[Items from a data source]
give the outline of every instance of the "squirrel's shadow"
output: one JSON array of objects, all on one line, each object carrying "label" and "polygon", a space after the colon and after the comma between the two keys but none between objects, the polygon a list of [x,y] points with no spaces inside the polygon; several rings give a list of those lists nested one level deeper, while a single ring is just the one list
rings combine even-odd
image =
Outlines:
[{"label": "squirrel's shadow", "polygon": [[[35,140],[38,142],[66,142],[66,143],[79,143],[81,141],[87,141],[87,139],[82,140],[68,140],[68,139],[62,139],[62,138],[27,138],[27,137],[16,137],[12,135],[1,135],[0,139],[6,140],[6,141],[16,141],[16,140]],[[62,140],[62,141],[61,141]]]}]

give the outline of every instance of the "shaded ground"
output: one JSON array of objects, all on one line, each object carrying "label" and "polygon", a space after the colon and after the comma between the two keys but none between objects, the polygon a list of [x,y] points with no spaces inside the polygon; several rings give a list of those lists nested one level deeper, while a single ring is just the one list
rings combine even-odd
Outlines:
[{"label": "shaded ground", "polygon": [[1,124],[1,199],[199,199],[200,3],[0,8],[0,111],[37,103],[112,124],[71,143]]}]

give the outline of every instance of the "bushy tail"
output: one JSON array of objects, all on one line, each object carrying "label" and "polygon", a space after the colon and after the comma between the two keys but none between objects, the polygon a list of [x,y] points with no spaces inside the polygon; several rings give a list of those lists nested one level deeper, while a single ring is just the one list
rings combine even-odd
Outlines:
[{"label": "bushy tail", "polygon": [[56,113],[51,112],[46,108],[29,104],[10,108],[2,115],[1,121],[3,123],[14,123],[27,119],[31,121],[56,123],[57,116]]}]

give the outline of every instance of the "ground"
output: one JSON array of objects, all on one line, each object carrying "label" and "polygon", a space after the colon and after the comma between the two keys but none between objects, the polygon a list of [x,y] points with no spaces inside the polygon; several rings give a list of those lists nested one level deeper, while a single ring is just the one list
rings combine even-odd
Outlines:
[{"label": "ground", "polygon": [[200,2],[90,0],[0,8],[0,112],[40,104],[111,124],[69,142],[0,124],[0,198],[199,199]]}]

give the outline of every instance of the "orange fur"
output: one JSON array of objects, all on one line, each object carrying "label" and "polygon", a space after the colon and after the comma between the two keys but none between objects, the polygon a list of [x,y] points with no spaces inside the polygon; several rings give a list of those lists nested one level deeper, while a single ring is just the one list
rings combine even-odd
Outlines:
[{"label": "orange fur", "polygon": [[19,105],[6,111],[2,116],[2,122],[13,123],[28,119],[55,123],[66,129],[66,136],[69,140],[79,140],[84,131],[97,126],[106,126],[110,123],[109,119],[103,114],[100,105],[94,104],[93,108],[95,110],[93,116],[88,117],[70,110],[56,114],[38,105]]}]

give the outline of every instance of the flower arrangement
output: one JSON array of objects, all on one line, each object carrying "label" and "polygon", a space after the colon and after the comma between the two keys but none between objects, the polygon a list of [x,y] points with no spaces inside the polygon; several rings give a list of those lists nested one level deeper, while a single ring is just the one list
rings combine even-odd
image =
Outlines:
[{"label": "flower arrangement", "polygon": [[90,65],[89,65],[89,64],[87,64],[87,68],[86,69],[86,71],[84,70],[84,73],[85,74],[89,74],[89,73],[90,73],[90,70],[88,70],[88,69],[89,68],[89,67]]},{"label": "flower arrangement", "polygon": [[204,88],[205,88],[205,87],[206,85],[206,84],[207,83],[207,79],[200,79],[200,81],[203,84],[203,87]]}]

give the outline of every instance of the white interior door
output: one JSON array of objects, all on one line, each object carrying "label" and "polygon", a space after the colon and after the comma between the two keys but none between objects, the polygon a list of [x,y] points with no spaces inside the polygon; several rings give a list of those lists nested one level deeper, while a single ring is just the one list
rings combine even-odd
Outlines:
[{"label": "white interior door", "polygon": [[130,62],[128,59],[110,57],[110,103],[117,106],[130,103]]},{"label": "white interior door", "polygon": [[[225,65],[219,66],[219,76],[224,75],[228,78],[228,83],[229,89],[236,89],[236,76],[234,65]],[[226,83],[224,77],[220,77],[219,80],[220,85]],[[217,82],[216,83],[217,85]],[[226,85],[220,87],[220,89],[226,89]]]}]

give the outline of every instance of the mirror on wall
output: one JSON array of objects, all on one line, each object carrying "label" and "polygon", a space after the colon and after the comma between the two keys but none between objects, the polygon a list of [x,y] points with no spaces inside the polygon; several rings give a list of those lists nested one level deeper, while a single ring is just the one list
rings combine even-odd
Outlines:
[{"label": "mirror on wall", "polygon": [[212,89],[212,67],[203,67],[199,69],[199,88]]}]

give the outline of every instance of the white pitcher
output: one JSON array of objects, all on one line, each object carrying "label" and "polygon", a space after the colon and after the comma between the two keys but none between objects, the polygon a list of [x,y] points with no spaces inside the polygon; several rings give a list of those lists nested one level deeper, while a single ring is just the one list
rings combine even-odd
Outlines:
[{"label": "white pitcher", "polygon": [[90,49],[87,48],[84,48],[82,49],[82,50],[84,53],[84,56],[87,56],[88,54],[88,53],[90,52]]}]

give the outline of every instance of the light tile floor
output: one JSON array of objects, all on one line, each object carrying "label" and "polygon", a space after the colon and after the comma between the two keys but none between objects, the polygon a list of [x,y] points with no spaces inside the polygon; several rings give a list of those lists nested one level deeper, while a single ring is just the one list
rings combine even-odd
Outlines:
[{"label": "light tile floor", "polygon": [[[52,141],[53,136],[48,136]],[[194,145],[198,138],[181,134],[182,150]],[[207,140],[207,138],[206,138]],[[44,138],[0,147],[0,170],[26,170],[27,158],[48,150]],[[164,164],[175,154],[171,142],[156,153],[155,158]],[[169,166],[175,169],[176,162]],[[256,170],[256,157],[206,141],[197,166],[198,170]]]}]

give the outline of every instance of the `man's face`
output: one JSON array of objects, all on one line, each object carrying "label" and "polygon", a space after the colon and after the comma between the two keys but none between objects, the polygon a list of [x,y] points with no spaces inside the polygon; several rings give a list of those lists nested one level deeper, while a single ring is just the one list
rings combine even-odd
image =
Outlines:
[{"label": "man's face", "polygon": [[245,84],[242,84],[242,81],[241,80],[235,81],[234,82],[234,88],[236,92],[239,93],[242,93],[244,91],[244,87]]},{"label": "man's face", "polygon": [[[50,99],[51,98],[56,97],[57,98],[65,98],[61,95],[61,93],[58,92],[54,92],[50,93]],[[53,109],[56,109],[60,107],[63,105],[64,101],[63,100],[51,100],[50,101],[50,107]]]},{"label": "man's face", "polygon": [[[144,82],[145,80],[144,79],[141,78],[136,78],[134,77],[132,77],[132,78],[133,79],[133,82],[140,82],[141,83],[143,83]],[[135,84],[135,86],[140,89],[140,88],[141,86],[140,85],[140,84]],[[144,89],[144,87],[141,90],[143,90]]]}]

▶ _Your goal_
From the preceding material, extract every line exactly.

▶ _Written answer_
give the outline of every instance of the "squirrel's shadow"
output: one JSON array of objects, all on one line, each object carrying "label" and "polygon", a space after the colon and after the comma between the two keys but none between objects, the polygon a list of [x,y] points with no spaces inside the polygon; several rings give a list of those lists nested one level deeper, while a single ring is just the one list
rings combine even-odd
image =
Outlines:
[{"label": "squirrel's shadow", "polygon": [[[35,140],[38,142],[66,142],[66,143],[79,143],[81,141],[87,141],[87,139],[82,140],[68,140],[68,139],[62,139],[62,138],[27,138],[27,137],[16,137],[12,135],[1,135],[0,139],[6,140],[6,141],[16,141],[16,140]],[[62,140],[62,141],[61,141]]]}]

give the outline of every instance of the "shaded ground"
output: one JSON array of objects, all on one line, each object carrying "label" and "polygon", a space after the colon and after the comma between the two keys but none between objects, the polygon a list of [x,y] points with no spaces inside the polygon; several rings give a list of those lists nested one level deeper, while a single ring is just the one list
rings combine even-odd
Outlines:
[{"label": "shaded ground", "polygon": [[1,124],[1,199],[199,199],[200,3],[0,8],[0,111],[37,103],[112,124],[71,143]]}]

give the outline of every instance of the "bushy tail"
output: one JSON array of objects, all on one line, each object carrying "label" and "polygon", a space after the colon and after the comma between the two keys but none between objects, the polygon a list of [x,y] points with no spaces inside the polygon; several rings give a list of those lists nested one level deeper, while a single ring is just the one list
rings combine even-odd
Outlines:
[{"label": "bushy tail", "polygon": [[56,113],[51,112],[46,108],[29,104],[10,108],[2,115],[1,121],[3,123],[14,123],[27,119],[31,121],[56,123],[57,116]]}]

give the outline of every instance of the "ground"
output: one JSON array of objects, all on one line, each object carrying "label" and "polygon", a space after the colon and after the comma between the two keys but none between objects, the polygon a list of [x,y] points with no spaces inside the polygon; several rings give a list of those lists nested one level deeper, while a single ring is just the one list
rings combine even-odd
Outlines:
[{"label": "ground", "polygon": [[200,2],[90,0],[0,8],[0,112],[40,104],[111,124],[69,142],[0,124],[0,198],[199,199]]}]

give the outline of every instance of the "orange fur"
output: one JSON array of objects, all on one line, each object carrying "label" and "polygon", a space after the colon and after the comma between the two keys but none between objects, the polygon a list of [x,y] points with no spaces inside the polygon; several rings give a list of those lists nested one level deeper, while a single ring is just the one list
rings combine even-odd
Outlines:
[{"label": "orange fur", "polygon": [[19,105],[6,111],[2,116],[2,122],[13,123],[28,119],[55,123],[66,129],[66,136],[69,140],[79,140],[84,131],[97,126],[106,126],[110,123],[109,119],[103,114],[100,105],[94,104],[93,108],[95,110],[93,116],[88,117],[70,110],[56,114],[38,105]]}]

give the outline of every instance of the flower arrangement
output: one JSON array of objects, all on one line, each object carrying "label" and "polygon", a space after the colon and after the comma between the two keys but none between objects, the polygon a list of [x,y] points with no spaces inside the polygon; several rings give a list of those lists nested one level deeper, while a single ring is just the one list
rings combine even-odd
image =
Outlines:
[{"label": "flower arrangement", "polygon": [[90,65],[89,65],[89,64],[87,64],[87,68],[86,69],[86,71],[84,70],[84,73],[85,74],[89,74],[89,73],[90,73],[90,70],[88,70],[88,69],[89,68],[89,67]]},{"label": "flower arrangement", "polygon": [[204,88],[205,88],[205,87],[206,85],[206,84],[207,83],[207,79],[200,79],[200,81],[203,84],[203,87]]}]

give the outline of every instance of the white interior door
output: one JSON array of objects, all on one line, each object carrying "label" and "polygon", a space after the colon and after the comma between the two keys but none between objects, the polygon a list of [x,y] points with no spaces inside the polygon; several rings give a list of those lists nested one level deeper, while a single ring is just the one list
rings combine even-odd
Outlines:
[{"label": "white interior door", "polygon": [[130,62],[128,59],[110,57],[110,103],[117,106],[130,103]]},{"label": "white interior door", "polygon": [[[225,65],[219,66],[219,76],[224,75],[228,78],[228,83],[229,89],[236,89],[236,76],[234,65]],[[226,83],[224,77],[220,77],[219,80],[220,85]],[[217,82],[216,83],[217,85]],[[226,85],[220,87],[220,89],[226,89]]]}]

give the outline of every instance of the mirror on wall
output: one JSON array of objects, all on one line, each object carrying "label" and "polygon", a space after the colon and after the comma between the two keys but none between objects, the polygon a list of [x,y] points with no spaces inside the polygon; several rings give a list of those lists nested one level deeper, while a single ring is just the one list
rings combine even-odd
Outlines:
[{"label": "mirror on wall", "polygon": [[212,89],[212,67],[203,67],[199,69],[199,88]]}]

give the outline of every instance of the white pitcher
output: one JSON array of objects, all on one line, each object carrying "label" and "polygon", a space after the colon and after the comma between the two keys but none between objects, the polygon a list of [x,y] points with no spaces inside the polygon; several rings give a list of those lists nested one level deeper, while a single ring is just the one list
rings combine even-odd
Outlines:
[{"label": "white pitcher", "polygon": [[90,49],[87,48],[84,48],[82,49],[82,50],[84,53],[84,56],[87,56],[88,54],[88,53],[90,52]]}]

give the outline of every instance of the light tile floor
output: one JSON array of objects, all on one line, each object carrying "label" and "polygon", a space after the colon and after the comma between the two keys but none between objects, the polygon a list of [x,y] points with no spaces inside the polygon; several rings give a list of those lists nested one level deeper, while a single ring is just the one list
rings combine even-odd
Outlines:
[{"label": "light tile floor", "polygon": [[[52,141],[53,136],[48,136]],[[194,145],[198,138],[181,134],[182,150]],[[207,140],[207,138],[206,138]],[[44,138],[0,147],[0,170],[26,170],[27,158],[48,150]],[[164,164],[175,154],[171,142],[156,153],[155,158]],[[169,166],[175,169],[176,162]],[[256,170],[256,157],[206,141],[197,166],[198,170]]]}]

give the outline of every instance of the `man's face`
output: one JSON array of objects, all on one line, each object carrying "label" and "polygon", a space after the colon and after the comma between the two keys but none between objects, the polygon a list of [x,y] points with no spaces inside the polygon; several rings give a list of those lists nested one level deeper, while a single ring is just the one list
rings combine even-odd
image =
Outlines:
[{"label": "man's face", "polygon": [[245,84],[242,84],[242,81],[241,80],[235,81],[234,82],[234,88],[236,92],[239,93],[242,93],[244,91],[244,87]]},{"label": "man's face", "polygon": [[[50,99],[51,98],[56,97],[57,98],[65,98],[61,95],[61,93],[58,92],[54,92],[50,93]],[[53,109],[56,109],[60,107],[63,105],[64,101],[63,100],[51,100],[50,101],[50,107]]]},{"label": "man's face", "polygon": [[[144,82],[145,80],[144,79],[141,78],[136,78],[134,77],[132,77],[132,78],[133,79],[133,82],[140,82],[141,83],[143,83]],[[135,84],[135,86],[140,89],[140,88],[141,86],[140,85],[140,84]],[[144,89],[144,87],[141,90],[143,90]]]}]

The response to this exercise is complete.